Aim of the exercise: Which lines in the listing below contain the string "dark"? Show each of them in full.

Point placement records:
____________

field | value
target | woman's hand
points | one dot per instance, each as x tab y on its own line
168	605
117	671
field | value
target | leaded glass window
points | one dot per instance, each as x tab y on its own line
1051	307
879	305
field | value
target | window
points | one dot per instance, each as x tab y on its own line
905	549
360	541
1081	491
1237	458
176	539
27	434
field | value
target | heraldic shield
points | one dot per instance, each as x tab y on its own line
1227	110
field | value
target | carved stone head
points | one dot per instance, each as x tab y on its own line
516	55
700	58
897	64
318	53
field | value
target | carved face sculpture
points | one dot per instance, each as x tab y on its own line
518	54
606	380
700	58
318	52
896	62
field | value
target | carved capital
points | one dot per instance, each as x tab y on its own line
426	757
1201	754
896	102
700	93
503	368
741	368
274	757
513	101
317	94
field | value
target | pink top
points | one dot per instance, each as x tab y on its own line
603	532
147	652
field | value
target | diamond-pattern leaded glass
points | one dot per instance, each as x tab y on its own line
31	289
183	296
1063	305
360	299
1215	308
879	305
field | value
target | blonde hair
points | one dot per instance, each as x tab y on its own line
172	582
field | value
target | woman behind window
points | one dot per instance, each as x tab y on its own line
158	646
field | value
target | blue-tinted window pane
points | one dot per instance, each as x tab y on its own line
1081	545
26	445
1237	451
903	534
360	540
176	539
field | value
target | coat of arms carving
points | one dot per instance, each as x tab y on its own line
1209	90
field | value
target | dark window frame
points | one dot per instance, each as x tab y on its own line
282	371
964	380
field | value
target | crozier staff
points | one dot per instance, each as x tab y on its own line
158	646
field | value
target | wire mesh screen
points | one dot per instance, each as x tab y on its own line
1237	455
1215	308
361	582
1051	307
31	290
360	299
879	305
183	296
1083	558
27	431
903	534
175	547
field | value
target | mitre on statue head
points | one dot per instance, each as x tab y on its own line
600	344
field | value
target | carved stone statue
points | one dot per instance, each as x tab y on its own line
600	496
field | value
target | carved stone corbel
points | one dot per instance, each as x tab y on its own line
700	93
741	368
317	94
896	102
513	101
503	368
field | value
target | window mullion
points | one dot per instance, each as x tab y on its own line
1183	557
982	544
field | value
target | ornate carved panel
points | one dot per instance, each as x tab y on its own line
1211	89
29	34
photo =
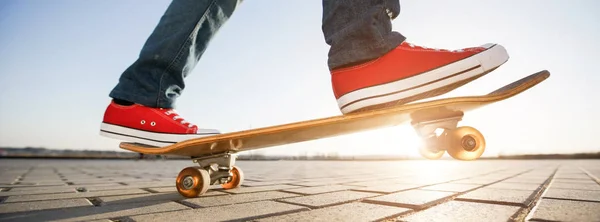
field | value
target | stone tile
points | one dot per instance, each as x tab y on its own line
260	189
464	211
133	186
589	195
94	213
453	187
566	210
43	205
39	197
415	199
238	212
267	183
479	181
56	189
504	196
389	188
165	197
537	181
321	189
345	212
575	186
588	181
515	186
581	176
327	199
238	198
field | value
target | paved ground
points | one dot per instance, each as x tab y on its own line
489	190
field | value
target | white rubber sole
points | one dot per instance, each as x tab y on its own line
149	138
489	59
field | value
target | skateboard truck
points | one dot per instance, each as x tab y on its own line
435	121
212	169
463	143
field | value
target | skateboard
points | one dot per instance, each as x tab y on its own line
216	155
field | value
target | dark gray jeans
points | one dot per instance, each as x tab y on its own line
356	30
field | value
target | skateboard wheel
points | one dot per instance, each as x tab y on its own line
236	179
192	182
430	152
465	143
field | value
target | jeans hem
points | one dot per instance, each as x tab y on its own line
366	53
139	99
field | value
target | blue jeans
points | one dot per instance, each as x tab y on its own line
355	30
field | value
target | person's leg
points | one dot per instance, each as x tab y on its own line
143	100
170	53
374	67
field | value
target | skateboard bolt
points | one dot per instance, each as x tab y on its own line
468	143
188	182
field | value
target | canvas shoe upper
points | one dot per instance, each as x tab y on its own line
409	73
148	125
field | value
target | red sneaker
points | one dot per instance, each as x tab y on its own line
150	126
410	73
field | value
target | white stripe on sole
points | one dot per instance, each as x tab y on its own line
486	60
149	138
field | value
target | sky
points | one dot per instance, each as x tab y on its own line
268	66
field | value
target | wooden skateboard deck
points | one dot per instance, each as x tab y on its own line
339	125
215	155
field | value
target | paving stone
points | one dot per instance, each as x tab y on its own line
39	197
260	189
267	183
464	211
493	195
43	205
414	199
582	176
327	199
58	189
515	186
566	210
588	181
454	187
237	198
389	188
321	189
537	181
165	197
241	212
345	212
479	181
94	213
589	195
575	186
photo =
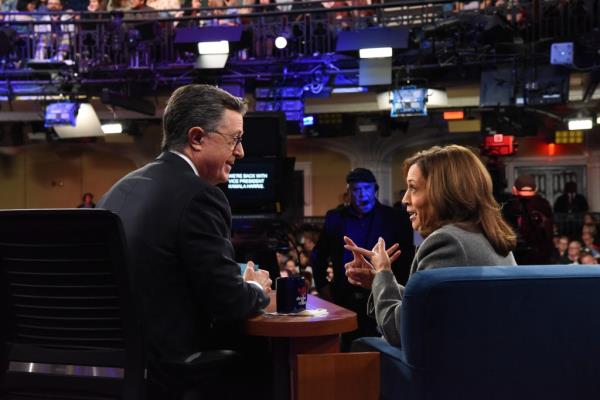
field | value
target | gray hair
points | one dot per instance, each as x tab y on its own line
195	105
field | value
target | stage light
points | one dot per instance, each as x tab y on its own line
568	137
87	124
580	124
453	115
561	53
357	89
280	42
112	128
375	52
208	48
61	113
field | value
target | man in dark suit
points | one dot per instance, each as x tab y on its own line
364	221
177	225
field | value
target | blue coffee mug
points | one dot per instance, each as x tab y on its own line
243	267
291	294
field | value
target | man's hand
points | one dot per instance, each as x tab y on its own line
260	276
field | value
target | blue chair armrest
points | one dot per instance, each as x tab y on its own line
398	379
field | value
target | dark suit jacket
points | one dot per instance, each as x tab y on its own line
390	223
178	231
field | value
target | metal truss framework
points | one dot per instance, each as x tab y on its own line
140	56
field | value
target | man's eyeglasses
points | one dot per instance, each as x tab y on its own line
237	140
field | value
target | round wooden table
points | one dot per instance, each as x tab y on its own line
293	335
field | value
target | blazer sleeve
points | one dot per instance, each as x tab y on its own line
387	299
438	250
441	249
208	257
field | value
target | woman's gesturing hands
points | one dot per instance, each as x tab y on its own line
366	263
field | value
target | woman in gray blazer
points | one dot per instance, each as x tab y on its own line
449	200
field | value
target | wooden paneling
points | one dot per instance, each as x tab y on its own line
101	170
12	181
53	177
338	376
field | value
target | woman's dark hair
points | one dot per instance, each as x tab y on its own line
459	191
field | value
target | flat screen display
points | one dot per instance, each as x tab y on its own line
258	186
408	100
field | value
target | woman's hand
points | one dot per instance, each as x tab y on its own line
360	271
380	258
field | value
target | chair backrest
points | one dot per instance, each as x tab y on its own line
70	323
514	332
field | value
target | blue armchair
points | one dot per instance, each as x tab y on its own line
527	332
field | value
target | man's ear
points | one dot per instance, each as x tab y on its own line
196	138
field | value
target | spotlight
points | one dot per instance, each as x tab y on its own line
220	47
375	52
580	124
281	42
112	128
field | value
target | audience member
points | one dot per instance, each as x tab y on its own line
87	201
590	225
461	226
560	251
531	217
573	253
118	5
177	224
364	220
54	38
587	259
96	6
589	246
570	201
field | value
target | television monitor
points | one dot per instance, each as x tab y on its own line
408	100
259	185
497	88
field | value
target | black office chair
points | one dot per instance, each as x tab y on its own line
70	329
70	326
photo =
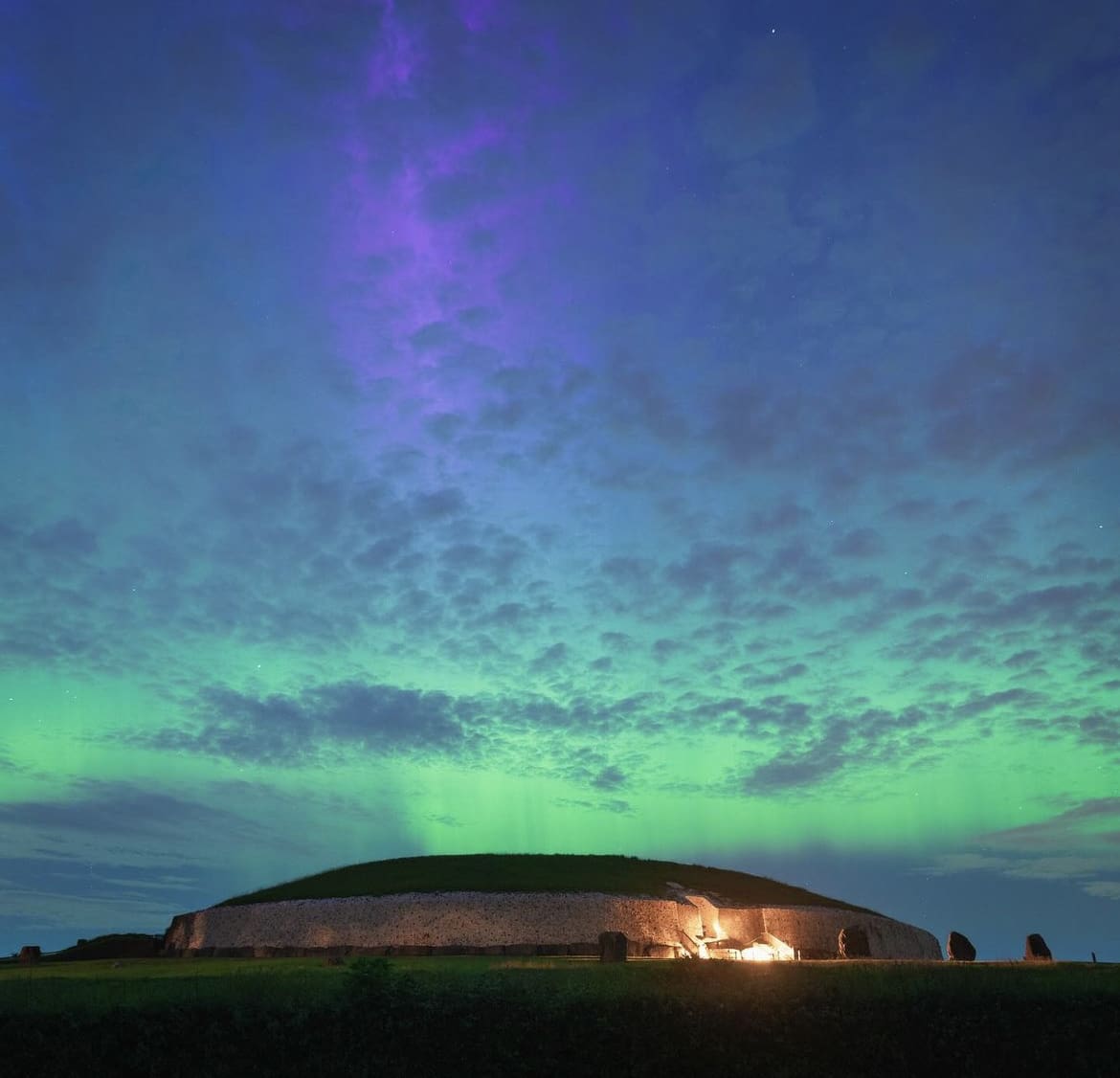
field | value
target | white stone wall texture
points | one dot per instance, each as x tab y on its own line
479	919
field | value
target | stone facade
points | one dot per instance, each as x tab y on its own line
478	922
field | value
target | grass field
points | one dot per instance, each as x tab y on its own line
558	1017
538	872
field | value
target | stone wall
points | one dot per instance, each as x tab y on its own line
484	921
815	931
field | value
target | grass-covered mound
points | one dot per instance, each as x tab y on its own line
611	874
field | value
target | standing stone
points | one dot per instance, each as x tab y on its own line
612	947
960	948
852	942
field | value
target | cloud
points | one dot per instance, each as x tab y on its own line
1104	888
288	730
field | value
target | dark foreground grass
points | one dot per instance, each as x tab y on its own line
538	872
462	1017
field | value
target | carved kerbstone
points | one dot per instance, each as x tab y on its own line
612	947
959	948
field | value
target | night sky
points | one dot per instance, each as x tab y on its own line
678	429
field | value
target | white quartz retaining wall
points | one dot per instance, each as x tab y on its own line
817	929
479	919
454	918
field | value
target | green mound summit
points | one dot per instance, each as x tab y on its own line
606	873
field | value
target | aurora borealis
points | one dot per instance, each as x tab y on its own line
681	431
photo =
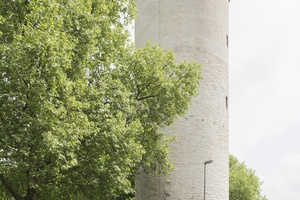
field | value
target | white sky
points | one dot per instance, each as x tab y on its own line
265	92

____________

Complete response:
target | dark window frame
target | dark gray jeans
target | man in dark suit
target | dark suit jacket
target | woman's dark hair
target | dark foreground grass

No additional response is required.